The incident occurred without a professor present. Dodek stated that the academia, including the University of Ottawa's law school, had a long history of systemic discriminatory practices, which must be addressed urgently.

N-word used in class (2020) 
In October 2020, a part-time University of Ottawa Professor, Verushka Lieutenant-Duval, was suspended after she said the N-word - an extremely offensive racial slur -  during one of her lectures. A student who attended this lecture filed a complaint to the University of Ottawa's president, Jacques Frémont, and demanded an immediate assessment of the situation. Other students present in the class also supported this complaint. The students from various faculties at the university supported demands for punitive action as the news of the incident made its way to the headlines.

Response 
In October 2020, 34 professors at the university signed a letter in support of Verushka Lieutenant-Duval. Many students at the university were outraged and condemned the letter. The letter defended Lieutenant-Duval's actions, stating that it was vital the university continues to abolish all forms of systemic racism while ensuring that the transmission of knowledge and academic freedom is still protected. The students' union voiced its frustration, claiming that while these 34 professors responded swiftly in defense of their colleague Lieutenant-Duval, they are often silent when asked to express their support for BIPOC students at the University of Ottawa.

A block of data
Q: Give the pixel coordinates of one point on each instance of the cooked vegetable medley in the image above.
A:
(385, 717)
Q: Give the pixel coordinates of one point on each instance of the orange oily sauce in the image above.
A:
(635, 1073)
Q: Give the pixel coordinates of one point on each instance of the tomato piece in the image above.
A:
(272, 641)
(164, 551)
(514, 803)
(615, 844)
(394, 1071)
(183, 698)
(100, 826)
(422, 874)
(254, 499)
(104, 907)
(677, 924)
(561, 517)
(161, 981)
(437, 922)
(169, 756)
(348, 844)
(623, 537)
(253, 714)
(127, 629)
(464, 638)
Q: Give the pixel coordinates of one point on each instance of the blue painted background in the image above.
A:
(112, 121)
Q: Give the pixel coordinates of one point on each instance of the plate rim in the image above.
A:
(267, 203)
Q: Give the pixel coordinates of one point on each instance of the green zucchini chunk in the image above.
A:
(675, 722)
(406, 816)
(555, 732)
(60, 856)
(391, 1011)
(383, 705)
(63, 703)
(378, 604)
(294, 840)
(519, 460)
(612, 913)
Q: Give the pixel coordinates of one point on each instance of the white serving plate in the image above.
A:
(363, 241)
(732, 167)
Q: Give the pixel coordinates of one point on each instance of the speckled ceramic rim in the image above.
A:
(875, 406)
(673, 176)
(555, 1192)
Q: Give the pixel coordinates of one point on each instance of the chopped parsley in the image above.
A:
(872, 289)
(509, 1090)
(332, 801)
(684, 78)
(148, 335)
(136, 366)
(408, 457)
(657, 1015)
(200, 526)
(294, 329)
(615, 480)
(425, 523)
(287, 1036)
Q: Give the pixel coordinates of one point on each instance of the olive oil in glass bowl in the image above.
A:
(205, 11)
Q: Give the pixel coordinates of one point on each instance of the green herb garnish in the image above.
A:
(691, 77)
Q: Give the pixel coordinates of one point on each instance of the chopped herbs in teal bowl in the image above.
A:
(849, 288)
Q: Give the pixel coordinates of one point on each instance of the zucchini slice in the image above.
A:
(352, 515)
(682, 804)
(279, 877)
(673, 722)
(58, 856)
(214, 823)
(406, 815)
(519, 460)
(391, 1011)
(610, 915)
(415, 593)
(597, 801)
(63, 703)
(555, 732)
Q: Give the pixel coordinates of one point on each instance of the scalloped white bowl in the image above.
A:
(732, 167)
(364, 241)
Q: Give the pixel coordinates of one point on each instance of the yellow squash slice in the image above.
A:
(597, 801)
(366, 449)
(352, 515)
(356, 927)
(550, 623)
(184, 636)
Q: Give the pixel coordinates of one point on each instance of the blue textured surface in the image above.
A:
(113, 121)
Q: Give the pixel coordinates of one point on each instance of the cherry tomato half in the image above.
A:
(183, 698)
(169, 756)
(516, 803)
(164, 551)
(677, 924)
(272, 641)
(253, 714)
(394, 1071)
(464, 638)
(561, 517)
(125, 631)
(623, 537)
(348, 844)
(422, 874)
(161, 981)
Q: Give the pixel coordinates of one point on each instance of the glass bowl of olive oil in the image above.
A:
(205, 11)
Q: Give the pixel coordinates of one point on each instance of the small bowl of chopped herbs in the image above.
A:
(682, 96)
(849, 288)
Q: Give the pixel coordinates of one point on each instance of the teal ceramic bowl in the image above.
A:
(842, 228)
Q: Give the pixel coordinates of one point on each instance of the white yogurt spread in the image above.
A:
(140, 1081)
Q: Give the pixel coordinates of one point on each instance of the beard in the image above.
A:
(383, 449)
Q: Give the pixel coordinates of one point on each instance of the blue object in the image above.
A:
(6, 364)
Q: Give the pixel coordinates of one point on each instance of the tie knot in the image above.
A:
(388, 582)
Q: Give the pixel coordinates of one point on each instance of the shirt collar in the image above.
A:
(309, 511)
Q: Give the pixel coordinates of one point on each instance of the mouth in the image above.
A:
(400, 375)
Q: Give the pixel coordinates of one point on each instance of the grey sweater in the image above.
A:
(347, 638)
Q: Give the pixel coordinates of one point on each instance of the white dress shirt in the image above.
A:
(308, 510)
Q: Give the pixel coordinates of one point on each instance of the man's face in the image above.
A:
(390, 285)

_Actions to take_:
1. Restate the passage on the University of Ottawa, beginning at the words "The incident occurred" and stopping after "in class (2020)", but swap "law school" for "faculty of law".
2. For each statement below, say yes or no to whether the passage on the University of Ottawa supports it, and quote the words of the passage that decide it: (a) The letter backing Lieutenant-Duval was signed by 34 professors. (b) The student's complaint was filed with the dean of the law school. (c) Lieutenant-Duval was a full-time professor.

_Worked answers_:
1.
The incident occurred without a professor present. Dodek stated that the academia, including the University of Ottawa's faculty of law, had a long history of systemic discriminatory practices, which must be addressed urgently.

N-word used in class (2020)

2.
(a) Yes: "34 professors at the university signed a letter in support of Verushka Lieutenant-Duval"
(b) No: "filed a complaint to the University of Ottawa's president, Jacques Frémont"
(c) No: "a part-time University of Ottawa Professor"